_TASK MATERIAL_:

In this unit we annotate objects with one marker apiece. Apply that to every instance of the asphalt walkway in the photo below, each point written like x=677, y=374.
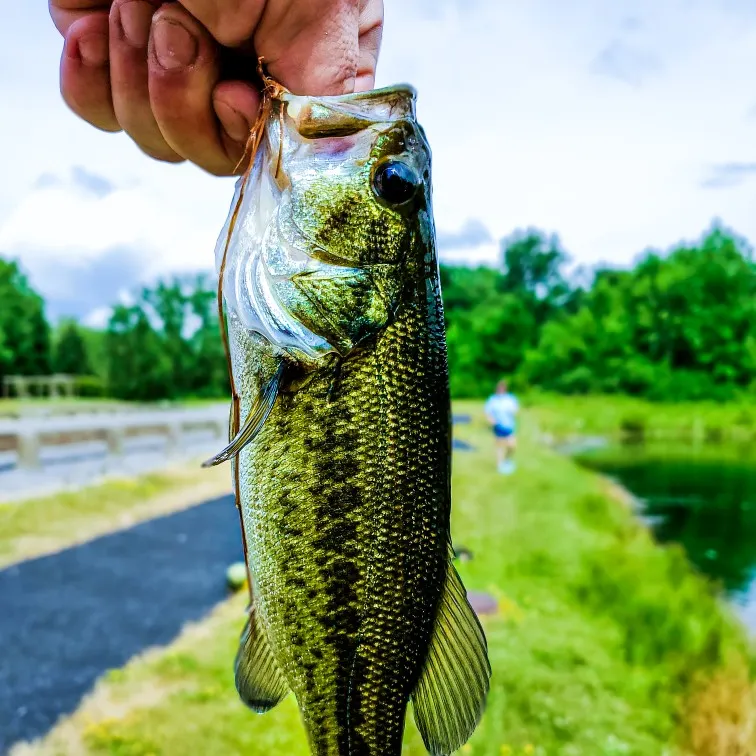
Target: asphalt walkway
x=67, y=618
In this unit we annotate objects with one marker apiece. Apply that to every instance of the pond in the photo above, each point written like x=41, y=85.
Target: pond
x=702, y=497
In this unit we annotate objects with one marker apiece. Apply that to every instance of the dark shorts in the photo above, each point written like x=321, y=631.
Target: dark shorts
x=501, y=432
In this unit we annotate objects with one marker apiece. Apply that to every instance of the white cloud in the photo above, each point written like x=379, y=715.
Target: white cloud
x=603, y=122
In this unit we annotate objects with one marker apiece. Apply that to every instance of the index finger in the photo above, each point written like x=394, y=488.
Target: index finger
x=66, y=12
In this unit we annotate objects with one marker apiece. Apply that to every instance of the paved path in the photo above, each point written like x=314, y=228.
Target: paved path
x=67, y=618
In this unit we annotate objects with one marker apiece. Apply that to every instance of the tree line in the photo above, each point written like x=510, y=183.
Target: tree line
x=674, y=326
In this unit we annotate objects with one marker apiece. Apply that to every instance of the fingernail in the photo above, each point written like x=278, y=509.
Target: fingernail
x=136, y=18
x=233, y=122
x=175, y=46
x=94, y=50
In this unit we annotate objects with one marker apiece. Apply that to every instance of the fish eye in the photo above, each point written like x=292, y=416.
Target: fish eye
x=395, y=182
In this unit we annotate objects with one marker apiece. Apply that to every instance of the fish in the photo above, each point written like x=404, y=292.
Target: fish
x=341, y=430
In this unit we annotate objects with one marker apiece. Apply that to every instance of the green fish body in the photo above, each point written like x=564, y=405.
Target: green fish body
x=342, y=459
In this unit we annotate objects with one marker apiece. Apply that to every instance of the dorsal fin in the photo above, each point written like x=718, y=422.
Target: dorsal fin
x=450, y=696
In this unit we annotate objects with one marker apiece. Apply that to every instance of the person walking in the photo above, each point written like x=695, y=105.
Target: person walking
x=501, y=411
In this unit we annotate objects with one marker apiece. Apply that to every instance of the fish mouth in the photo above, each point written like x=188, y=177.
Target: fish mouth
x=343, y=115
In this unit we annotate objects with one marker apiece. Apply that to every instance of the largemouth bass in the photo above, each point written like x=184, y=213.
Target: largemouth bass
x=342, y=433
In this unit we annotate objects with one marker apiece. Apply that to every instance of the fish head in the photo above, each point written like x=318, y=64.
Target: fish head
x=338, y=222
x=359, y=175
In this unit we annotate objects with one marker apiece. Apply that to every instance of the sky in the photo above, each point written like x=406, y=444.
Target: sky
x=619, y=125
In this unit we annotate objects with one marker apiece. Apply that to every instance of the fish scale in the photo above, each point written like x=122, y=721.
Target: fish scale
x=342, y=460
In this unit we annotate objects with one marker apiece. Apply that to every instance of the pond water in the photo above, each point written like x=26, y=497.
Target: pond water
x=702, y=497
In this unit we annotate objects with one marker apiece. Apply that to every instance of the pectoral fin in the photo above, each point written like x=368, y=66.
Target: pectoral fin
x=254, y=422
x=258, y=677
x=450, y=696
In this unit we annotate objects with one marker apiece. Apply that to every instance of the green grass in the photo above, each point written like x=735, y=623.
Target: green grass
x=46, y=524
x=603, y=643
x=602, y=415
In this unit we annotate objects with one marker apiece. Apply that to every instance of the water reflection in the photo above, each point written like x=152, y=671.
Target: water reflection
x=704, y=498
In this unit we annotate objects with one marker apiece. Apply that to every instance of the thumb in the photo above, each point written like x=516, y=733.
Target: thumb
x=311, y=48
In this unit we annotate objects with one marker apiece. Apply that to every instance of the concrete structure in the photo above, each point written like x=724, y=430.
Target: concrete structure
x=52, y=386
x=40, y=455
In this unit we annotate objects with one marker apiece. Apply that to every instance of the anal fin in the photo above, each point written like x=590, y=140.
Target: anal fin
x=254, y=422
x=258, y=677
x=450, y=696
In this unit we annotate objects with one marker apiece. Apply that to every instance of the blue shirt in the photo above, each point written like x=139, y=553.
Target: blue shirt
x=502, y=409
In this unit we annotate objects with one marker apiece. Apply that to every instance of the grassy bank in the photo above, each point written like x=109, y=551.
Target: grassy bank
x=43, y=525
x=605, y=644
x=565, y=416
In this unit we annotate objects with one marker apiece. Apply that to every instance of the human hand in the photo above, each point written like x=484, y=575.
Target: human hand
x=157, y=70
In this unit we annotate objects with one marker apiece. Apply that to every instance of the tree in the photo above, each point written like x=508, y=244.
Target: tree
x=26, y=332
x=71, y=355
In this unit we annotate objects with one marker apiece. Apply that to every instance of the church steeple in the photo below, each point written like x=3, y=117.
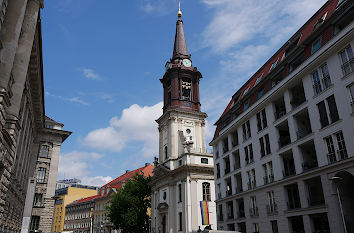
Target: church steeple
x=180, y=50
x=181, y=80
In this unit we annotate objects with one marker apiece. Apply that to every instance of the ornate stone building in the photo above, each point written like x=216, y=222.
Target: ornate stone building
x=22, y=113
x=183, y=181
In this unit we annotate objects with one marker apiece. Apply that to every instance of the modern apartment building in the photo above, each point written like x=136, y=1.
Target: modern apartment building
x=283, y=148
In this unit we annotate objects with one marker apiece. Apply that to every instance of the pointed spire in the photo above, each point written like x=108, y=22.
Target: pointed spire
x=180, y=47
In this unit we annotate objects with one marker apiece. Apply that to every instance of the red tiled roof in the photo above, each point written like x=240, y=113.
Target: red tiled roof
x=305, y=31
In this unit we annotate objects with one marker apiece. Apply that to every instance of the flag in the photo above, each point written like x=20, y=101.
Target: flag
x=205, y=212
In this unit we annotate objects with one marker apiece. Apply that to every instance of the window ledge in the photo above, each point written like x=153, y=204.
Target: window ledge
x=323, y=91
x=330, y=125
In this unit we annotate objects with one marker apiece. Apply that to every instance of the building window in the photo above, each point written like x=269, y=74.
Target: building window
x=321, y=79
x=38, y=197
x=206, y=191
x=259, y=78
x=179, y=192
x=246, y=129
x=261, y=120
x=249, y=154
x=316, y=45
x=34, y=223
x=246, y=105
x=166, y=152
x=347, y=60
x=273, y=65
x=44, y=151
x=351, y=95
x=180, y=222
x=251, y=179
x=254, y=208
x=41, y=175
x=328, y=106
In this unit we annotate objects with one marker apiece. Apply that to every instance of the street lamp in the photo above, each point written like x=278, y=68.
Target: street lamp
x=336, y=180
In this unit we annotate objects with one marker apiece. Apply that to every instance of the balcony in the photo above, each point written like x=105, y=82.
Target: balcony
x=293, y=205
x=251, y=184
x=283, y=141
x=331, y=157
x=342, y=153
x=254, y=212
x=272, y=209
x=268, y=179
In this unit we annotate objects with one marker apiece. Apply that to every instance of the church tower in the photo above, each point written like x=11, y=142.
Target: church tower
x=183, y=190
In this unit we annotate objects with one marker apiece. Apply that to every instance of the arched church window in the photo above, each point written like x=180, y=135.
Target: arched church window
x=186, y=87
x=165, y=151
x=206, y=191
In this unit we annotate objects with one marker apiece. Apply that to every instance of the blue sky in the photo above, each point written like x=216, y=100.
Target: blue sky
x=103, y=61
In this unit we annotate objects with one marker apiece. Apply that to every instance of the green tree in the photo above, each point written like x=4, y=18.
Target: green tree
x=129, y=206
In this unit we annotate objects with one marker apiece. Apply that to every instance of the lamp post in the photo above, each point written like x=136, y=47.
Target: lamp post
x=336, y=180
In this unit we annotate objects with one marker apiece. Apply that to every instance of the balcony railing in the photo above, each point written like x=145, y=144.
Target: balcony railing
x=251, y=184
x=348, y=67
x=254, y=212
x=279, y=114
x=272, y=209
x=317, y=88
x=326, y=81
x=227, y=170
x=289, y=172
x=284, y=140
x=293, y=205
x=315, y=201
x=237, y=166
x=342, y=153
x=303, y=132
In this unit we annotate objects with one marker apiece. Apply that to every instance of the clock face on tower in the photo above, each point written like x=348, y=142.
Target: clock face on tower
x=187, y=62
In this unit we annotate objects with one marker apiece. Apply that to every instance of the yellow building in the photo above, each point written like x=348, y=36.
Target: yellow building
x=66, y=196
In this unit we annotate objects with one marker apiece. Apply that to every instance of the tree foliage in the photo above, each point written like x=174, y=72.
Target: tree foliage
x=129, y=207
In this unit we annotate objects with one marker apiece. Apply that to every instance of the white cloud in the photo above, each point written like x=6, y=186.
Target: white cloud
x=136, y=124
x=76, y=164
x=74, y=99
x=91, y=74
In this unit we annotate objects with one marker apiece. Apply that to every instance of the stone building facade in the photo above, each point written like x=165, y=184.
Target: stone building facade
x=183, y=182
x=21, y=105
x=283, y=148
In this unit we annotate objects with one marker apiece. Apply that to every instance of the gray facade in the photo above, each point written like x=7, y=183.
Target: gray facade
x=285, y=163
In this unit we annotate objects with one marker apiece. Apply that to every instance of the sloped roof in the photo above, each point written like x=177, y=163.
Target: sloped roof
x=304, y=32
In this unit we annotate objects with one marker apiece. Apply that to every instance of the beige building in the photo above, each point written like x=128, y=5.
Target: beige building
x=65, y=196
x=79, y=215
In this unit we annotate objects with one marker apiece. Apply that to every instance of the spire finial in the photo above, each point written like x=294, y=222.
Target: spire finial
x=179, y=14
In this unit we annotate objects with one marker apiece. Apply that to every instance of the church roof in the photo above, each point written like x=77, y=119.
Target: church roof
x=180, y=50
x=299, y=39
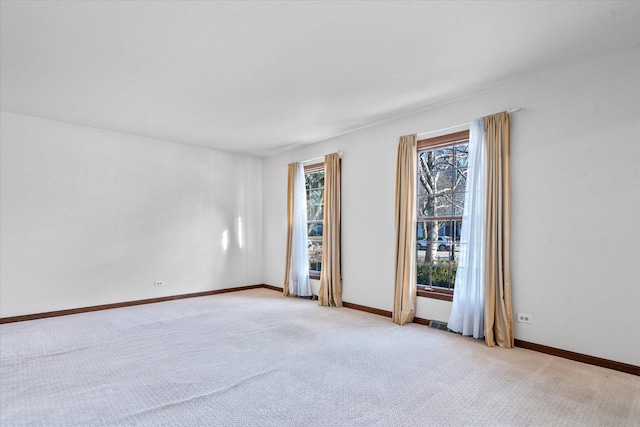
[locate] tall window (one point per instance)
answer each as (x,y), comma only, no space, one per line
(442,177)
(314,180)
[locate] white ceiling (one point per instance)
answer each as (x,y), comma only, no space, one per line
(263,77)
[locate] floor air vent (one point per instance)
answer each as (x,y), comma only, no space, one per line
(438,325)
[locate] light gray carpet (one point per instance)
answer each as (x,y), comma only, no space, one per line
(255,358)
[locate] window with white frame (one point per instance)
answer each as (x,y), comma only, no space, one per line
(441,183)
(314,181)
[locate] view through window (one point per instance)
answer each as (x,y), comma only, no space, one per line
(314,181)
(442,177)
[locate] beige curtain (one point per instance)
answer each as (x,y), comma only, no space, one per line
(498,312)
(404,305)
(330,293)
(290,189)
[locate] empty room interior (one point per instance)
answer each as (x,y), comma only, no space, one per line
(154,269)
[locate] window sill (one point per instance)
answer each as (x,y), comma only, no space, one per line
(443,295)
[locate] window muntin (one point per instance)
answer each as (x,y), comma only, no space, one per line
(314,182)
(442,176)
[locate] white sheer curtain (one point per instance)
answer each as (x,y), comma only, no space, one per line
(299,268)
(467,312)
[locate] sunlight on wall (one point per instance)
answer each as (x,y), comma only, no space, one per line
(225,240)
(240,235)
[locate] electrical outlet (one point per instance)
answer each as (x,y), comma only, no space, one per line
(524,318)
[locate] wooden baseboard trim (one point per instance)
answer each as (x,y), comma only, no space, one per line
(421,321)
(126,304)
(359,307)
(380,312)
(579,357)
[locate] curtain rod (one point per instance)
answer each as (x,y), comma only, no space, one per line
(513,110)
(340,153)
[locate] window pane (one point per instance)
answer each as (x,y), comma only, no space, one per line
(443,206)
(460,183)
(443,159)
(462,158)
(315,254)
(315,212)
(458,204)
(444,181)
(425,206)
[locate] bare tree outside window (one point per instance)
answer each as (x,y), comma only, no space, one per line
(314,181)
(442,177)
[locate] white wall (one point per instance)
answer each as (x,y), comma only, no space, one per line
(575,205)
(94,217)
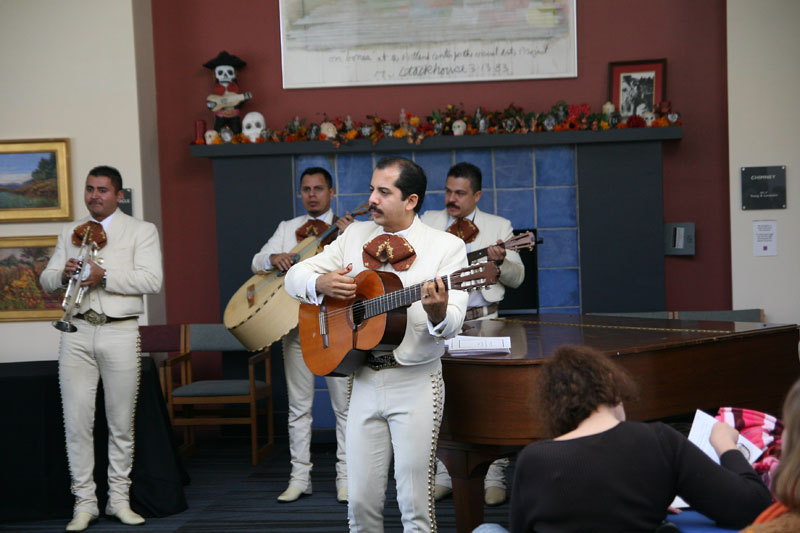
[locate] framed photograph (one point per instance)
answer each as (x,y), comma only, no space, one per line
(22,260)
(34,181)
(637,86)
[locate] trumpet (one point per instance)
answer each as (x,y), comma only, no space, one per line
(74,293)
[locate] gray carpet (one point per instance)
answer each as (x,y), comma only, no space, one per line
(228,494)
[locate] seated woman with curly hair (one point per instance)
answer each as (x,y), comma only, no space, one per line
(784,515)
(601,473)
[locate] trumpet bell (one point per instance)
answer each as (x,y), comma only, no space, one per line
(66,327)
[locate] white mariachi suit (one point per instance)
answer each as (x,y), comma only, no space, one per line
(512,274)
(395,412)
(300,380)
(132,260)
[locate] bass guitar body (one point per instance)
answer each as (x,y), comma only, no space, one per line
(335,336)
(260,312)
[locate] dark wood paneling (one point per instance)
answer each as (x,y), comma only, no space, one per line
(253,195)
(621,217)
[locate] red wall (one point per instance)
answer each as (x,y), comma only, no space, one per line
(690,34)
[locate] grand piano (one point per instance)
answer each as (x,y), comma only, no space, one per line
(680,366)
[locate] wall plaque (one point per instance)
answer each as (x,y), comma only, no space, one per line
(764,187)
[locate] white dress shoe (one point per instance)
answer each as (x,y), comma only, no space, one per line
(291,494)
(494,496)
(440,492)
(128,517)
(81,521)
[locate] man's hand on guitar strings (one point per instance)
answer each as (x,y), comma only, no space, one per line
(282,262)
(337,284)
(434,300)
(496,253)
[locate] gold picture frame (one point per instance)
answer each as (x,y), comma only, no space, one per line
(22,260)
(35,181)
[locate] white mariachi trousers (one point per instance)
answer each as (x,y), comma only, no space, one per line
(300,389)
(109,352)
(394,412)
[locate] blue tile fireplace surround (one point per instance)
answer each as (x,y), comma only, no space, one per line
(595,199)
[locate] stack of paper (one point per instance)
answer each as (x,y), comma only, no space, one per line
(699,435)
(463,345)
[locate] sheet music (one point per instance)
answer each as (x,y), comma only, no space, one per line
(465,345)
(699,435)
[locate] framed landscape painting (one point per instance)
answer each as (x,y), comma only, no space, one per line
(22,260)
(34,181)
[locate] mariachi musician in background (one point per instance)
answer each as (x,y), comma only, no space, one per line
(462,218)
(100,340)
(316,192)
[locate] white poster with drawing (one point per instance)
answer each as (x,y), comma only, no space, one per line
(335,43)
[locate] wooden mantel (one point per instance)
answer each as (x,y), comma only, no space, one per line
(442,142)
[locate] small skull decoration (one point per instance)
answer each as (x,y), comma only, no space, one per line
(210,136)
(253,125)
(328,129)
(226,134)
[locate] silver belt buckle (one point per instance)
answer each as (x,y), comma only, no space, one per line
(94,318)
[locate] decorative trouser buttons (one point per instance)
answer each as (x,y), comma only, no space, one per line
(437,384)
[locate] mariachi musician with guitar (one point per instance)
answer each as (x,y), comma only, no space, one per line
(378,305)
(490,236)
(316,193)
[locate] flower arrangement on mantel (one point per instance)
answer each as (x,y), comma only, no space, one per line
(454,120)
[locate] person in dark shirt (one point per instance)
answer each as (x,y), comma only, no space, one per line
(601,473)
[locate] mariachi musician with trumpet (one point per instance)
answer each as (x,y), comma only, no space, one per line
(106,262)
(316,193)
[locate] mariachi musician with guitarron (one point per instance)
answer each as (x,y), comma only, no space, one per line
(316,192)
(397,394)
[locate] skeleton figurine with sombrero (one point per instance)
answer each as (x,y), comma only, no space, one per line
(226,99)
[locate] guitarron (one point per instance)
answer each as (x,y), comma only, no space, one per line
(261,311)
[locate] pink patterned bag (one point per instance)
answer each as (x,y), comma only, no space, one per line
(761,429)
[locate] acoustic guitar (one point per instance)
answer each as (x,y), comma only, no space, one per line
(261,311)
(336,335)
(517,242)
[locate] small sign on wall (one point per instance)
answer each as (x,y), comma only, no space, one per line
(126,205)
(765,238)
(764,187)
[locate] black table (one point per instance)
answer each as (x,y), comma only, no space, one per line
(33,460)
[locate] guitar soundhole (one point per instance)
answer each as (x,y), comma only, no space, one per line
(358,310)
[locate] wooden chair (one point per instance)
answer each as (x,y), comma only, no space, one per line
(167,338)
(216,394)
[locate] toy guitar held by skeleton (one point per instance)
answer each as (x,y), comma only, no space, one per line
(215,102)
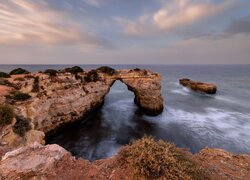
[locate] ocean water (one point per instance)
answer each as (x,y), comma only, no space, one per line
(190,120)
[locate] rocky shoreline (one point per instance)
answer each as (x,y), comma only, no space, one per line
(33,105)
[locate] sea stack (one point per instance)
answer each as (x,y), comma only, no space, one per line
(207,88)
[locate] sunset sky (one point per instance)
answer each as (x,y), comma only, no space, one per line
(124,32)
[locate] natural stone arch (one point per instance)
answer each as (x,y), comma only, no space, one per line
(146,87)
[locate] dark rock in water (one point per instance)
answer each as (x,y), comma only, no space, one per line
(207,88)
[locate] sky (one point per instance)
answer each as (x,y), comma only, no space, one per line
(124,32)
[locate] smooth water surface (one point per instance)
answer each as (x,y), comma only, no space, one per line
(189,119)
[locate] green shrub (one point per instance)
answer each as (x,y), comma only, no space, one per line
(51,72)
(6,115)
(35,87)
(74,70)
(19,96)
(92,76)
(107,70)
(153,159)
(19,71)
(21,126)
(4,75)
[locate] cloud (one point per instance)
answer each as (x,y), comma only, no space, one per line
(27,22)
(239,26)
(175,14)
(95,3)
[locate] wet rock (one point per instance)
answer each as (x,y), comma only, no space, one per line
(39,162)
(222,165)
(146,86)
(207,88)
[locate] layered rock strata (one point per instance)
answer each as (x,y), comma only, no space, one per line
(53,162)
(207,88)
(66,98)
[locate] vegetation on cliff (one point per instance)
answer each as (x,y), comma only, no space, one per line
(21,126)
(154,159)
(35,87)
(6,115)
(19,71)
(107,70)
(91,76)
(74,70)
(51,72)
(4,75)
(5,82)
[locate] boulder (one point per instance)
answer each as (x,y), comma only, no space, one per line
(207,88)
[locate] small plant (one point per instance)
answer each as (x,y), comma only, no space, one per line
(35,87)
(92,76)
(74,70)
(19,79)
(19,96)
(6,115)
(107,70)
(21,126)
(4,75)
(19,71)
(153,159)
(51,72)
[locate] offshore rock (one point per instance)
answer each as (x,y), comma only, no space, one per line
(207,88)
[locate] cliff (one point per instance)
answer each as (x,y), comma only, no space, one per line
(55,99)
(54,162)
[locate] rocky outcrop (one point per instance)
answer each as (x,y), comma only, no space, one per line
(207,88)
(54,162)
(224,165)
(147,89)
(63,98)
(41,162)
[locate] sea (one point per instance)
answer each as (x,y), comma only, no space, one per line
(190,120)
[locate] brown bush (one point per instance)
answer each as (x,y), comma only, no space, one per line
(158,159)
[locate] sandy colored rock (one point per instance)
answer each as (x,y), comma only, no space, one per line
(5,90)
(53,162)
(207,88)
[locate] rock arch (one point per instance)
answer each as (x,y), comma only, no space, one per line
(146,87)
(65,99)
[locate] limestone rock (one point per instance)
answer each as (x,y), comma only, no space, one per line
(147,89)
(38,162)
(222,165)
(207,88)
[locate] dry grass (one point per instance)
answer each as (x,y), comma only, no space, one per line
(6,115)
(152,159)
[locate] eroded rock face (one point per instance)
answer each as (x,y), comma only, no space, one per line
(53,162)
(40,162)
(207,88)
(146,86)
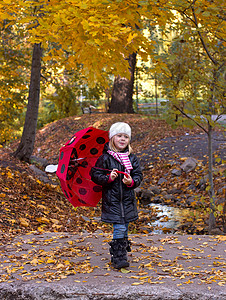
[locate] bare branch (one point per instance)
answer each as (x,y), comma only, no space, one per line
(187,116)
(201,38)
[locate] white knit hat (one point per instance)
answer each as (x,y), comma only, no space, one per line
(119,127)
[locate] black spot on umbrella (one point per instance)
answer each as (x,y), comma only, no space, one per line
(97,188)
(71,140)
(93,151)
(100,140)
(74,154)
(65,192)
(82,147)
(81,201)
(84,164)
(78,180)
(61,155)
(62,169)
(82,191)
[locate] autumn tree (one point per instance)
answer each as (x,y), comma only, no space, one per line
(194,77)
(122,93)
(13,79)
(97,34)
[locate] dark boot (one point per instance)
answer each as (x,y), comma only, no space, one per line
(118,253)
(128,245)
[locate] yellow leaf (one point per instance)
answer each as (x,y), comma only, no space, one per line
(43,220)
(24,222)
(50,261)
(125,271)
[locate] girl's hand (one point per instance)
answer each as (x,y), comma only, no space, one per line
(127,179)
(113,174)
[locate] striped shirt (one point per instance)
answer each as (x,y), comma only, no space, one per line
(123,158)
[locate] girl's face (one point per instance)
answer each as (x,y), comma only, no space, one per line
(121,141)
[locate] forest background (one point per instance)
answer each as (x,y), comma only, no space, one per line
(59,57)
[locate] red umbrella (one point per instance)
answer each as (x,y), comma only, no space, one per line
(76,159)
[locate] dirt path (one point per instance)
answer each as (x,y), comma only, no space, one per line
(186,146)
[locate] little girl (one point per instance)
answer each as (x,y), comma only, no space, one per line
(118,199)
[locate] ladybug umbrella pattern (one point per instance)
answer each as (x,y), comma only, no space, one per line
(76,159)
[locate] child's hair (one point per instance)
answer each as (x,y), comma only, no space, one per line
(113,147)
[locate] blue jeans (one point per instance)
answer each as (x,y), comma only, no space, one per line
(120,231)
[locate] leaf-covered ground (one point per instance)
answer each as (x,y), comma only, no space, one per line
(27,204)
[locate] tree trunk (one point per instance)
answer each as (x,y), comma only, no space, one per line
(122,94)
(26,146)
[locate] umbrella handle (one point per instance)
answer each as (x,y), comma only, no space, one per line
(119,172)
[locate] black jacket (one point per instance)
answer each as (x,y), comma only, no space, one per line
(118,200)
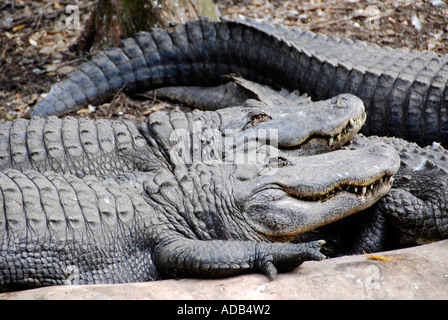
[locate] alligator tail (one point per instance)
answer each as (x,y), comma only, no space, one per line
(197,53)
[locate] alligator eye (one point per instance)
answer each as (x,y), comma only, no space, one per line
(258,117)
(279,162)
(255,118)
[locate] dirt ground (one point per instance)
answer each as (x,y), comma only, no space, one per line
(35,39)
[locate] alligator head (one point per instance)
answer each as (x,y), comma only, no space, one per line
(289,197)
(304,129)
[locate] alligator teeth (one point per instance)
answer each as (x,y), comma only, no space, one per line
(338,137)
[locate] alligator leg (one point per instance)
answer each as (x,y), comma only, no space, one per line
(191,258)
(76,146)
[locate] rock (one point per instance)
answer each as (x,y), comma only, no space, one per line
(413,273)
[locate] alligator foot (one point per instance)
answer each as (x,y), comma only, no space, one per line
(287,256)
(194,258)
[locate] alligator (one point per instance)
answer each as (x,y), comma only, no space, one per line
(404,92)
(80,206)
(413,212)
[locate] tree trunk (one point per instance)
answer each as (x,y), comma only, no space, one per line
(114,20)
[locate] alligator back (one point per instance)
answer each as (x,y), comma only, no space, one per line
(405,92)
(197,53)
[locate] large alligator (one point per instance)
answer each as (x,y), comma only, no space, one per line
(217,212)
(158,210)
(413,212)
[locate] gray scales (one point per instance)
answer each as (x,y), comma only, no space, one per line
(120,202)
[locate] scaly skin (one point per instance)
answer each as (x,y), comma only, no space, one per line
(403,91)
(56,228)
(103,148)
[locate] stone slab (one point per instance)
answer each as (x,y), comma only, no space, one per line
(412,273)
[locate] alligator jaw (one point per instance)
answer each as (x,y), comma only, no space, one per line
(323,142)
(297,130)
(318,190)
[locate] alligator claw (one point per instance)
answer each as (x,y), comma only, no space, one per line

_TASK TO CARRY OUT_: Quote, without any change, each line from the one that contains "[locate] gray scales (one point per instance)" through the end of the material.

_OUTPUT FOR THIS EXERCISE_:
[locate] gray scales (one point per instance)
answer each as (x,y), comma only, no space, one per line
(120,202)
[locate] scaly skin (one point per instance)
answer each as (x,y), comma only, no space, one per line
(403,91)
(56,228)
(103,148)
[locate] stone slab (one point per instance)
answer each as (x,y), comma only, no space, one per line
(412,273)
[locate] alligator jaw (one point per instance)
answer each as (x,y), comma only, no space, one per line
(323,142)
(297,130)
(318,190)
[locate] alligator claw (one point per instance)
answer each as (x,y), comma only, no space, one per line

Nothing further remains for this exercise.